+++ Teks

Akibat kenaikan BBM bagi masyarakat Indonesia tidak bisa kita
pungkiri akan terjadi. Rencana kenaikan harga BBM oleh Pemerintah dan
juga iklan-iklan layanan masyarakat dari pemerintah mengenai sosialisasi
harga BBM naik juga telah banyak memicu serta menimbulkan demo
penolakan harga BBM naik di masyarakat. Baik yang dilakukan oleh para
mahasiswa maupun dari berbagai kalangan masyarakat sendiri yang menolak kenaikan harga BBM ini. Karena memang dampak kenaikan harga BBM bagi rakyat terutama rakyat kecil akan begitu sangat terasa.
Pengalaman kenaikan harga BBM pada 2005 menyebabkan peningkatan
kemiskinan hingga 17 %, hal ini memberikan pelajaran berharga bahwa
kenaikan harga BBM bersubsidi akan berkontribusi pada inflasi, yang
akan menggerus daya beli masyarakat miskin, sebab setiap kenaikan BBM
subsidi 10 persen akan menyebabkan inflasi 0,8 - satu persen.
Guna
tetap menjaga daya beli kelompok masyarakat miskin diperlukan bentuk
kompensasi untuk tetap menjaga daya belinya, melalui percepatan dan
perluasan sejumlah perlindungan sosial paska kebijakan menaikkan harga
BBM bersubsidi. Kebijakan ini ditempuh sebagai refleksi dari komitmen
pengejawantahan amanat konstitusi melalui pendistribusian kesejahteraan
yang berkeadilan dan memprioritaskan upaya perlindungan bagi kelompok
masyarakat miskin.
Mengantisipasi dampak kenaikan harga BBM
serta sebagai bentuk proteksi terhadap masyarakat miskin, pemerintah
berencana akan mengimplementasikan Percepatan dan Program Perluasan
Perlindungan Sosial (P4S) dengan prinsip meningkatkan alokasi baik pada
unit cost maupun pada jumlah sasaran.
Total kebutuhan dana yang
diperlukan guna mendukung Percepatan dan Perluasan Program Perlindungan
Sosial (P4S), yang perlu mendapatkan persetujuan DPR guna dialokasikan
dalam APBN-P 2013, berkisar Rp 29-31 triliun, sebagai wujud keadilan
bagi rakyat miskin sekaligus bentuk proteksi terhadap dampak kenaikan
harga BBM.
P4S tersebut rencananya akan dielaborasi melalui
empat skema, meliputi tiga program regular yakni Raskin, Program
Keluarga Harapan (PKH) dan Bantuan Siswa Miskin (BSM), serta skema
keempat yakni Bantuan Langsung Sementara Masyarakat (BLSM) yang akan
diberikan selama enam bulan paska kenaikan harga BBM subsidi.

++++++

### Tugas yang Dikerjakan
1. Jawablah pertanyaan berikut berdasarkan teks tentang kenaikan harga BBM.
(a) Hingga berapa persen kemiskinan meningkat akibat kenaikan harga BBM pada 2005?
(b) Berapa kisaran total dana yang diperlukan untuk mendukung P4S?
(c) Selama berapa lama BLSM akan diberikan setelah kenaikan harga BBM subsidi?
2. Buatlah ringkasan teks tentang kenaikan harga BBM dalam dua kalimat.
3. Kutiplah bagian teks tentang kenaikan harga BBM mulai dari "Pengalaman kenaikan harga" sampai dengan "masyarakat miskin.".

+++ Cuplikan Data

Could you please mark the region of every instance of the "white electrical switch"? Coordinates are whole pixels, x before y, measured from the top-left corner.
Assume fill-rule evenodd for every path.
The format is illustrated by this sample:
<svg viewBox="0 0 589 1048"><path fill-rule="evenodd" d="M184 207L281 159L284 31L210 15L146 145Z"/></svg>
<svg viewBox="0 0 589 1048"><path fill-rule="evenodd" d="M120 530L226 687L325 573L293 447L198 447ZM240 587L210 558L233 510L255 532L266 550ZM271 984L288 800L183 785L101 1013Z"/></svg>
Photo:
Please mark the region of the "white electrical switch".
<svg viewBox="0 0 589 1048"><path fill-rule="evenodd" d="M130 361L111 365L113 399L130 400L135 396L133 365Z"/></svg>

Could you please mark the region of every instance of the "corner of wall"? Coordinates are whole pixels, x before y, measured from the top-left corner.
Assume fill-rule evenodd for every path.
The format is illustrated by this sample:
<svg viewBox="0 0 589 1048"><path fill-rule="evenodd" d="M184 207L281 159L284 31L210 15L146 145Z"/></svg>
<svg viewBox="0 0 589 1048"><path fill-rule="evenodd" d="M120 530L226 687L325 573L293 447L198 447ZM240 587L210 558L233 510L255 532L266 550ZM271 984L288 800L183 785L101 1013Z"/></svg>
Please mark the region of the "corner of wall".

++++++

### Hasil Akhir
1.
(a) Hingga 17 %.
(b) Rp 29-31 triliun.
(c) Selama enam bulan.

2. Kenaikan harga BBM bersubsidi berkontribusi pada inflasi yang menggerus daya beli masyarakat miskin, sebagaimana kenaikan pada 2005 menyebabkan peningkatan kemiskinan hingga 17 %. Untuk melindungi kelompok tersebut, pemerintah berencana menjalankan Percepatan dan Perluasan Program Perlindungan Sosial (P4S) dengan kebutuhan dana sekitar Rp 29-31 triliun melalui empat skema, yaitu Raskin, PKH, BSM, dan BLSM.

3.
Pengalaman kenaikan harga BBM pada 2005 menyebabkan peningkatan
kemiskinan hingga 17 %, hal ini memberikan pelajaran berharga bahwa
kenaikan harga BBM bersubsidi akan berkontribusi pada inflasi, yang
akan menggerus daya beli masyarakat miskin, sebab setiap kenaikan BBM
subsidi 10 persen akan menyebabkan inflasi 0,8 - satu persen.
Guna
tetap menjaga daya beli kelompok masyarakat miskin diperlukan bentuk
kompensasi untuk tetap menjaga daya belinya, melalui percepatan dan
perluasan sejumlah perlindungan sosial paska kebijakan menaikkan harga
BBM bersubsidi. Kebijakan ini ditempuh sebagai refleksi dari komitmen
pengejawantahan amanat konstitusi melalui pendistribusian kesejahteraan
yang berkeadilan dan memprioritaskan upaya perlindungan bagi kelompok
masyarakat miskin.